Document extract —
* * *
840.50 UNRRA/669: Telegram

The Secretary of State to the Ambassador in the United Kingdom (Winant)

5160. Your 5055, June 26.16 The Department regrets that it is unable to authorize any compromise with respect to the proposal advanced by the Soviet Government in the subcommittees. While it is unfortunate that we must adopt views different from those of the Soviet representatives, we have no choice in view of the fact that the substance of these resolutions is irrelevant to the consideration of bases of requirements and is opposed to our interests in UNRRA.

You are accordingly requested to explain to Iliuschenko that this Government will be unable to agree to the Soviet proposals in the Committee for Europe and that if they are adopted, this Government will find it necessary to object to the recommended bases both in the Committee for Europe and in the Council. The Department is telegraphing full instructions to the American Ambassador in Moscow, requesting him to discuss this matter with the Soviet authorities in an effort to persuade them to withdraw the resolutions in question.

[Page 336]

The considerations underlying the Department’s position, which you are authorized to explain to Iliuschenko, are as follows:

1.
As a matter of procedure, it is undesirable to inject extraneous considerations of this nature into the preparation of bases for estimating requirements, particularly when the subject matter is so highly controversial that the discussion of it may result in a serious delay in the procurement program. As explained in the Department’s 4898 of June 21,17 these resolutions involve questions of policy which go far beyond the scope of the subcommittees or of the Committee for Europe. Under the terms of reference of these subcommittees any action by them on this subject may be void. Consequently, for the sake of order, it is essential that this problem not be injected into the discussion of bases of requirements.
2.
The proposal that relief be distributed according to the extent to which particular countries have resisted the enemy is absolutely impossible of administration and would gravely jeopardize the entire success of UNRRA by injecting controversial political questions into the distribution of relief. Throughout the negotiation of the UNRRA Agreement, the Council session and the hearings before our Congress, this Government has adopted as its most basic policy in respect of UNRRA the principle that the distribution of relief shall not be used as a political weapon. Despite the explanations advanced by Mr. Iliuschenko, the proposal in question appears to be directly contrary to this basic premise.
3.
* * *
Task instructions —
Answer these questions about the telegram above:
1. To which official is the telegram addressed?
2. Whom is the Department telegraphing full instructions to, so that the matter is discussed with the Soviet authorities?
3. What principle has this Government adopted as its most basic policy in respect of UNRRA?

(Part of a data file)
* * *
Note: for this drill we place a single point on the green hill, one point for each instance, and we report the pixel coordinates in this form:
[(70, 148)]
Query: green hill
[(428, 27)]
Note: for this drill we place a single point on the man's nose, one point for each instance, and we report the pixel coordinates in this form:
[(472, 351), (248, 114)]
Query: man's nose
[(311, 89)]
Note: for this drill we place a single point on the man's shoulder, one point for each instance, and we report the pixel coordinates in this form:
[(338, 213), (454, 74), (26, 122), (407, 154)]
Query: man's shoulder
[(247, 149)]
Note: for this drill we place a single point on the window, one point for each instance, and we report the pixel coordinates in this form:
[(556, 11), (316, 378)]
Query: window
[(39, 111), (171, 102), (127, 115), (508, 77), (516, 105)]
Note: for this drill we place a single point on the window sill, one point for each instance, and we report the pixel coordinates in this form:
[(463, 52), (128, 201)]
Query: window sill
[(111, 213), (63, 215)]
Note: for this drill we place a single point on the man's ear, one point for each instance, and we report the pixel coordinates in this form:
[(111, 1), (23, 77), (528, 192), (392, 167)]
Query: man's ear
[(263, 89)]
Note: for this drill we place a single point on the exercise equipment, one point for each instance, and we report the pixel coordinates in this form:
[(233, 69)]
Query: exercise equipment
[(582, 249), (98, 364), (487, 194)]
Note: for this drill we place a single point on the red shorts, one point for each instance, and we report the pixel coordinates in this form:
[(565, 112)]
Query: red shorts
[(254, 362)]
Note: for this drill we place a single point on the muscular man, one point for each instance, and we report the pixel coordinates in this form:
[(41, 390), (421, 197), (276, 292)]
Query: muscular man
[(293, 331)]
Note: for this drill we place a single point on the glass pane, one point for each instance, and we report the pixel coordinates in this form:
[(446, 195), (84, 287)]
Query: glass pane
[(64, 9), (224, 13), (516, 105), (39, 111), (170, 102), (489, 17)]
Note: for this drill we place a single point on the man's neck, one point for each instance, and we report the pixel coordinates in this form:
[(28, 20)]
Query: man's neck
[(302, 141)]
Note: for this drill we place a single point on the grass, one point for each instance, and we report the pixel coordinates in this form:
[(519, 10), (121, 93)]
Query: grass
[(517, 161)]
* * *
Output for this exercise —
1. The Ambassador in the United Kingdom, Winant.
2. The American Ambassador in Moscow.
3. The distribution of relief shall not be used as a political weapon.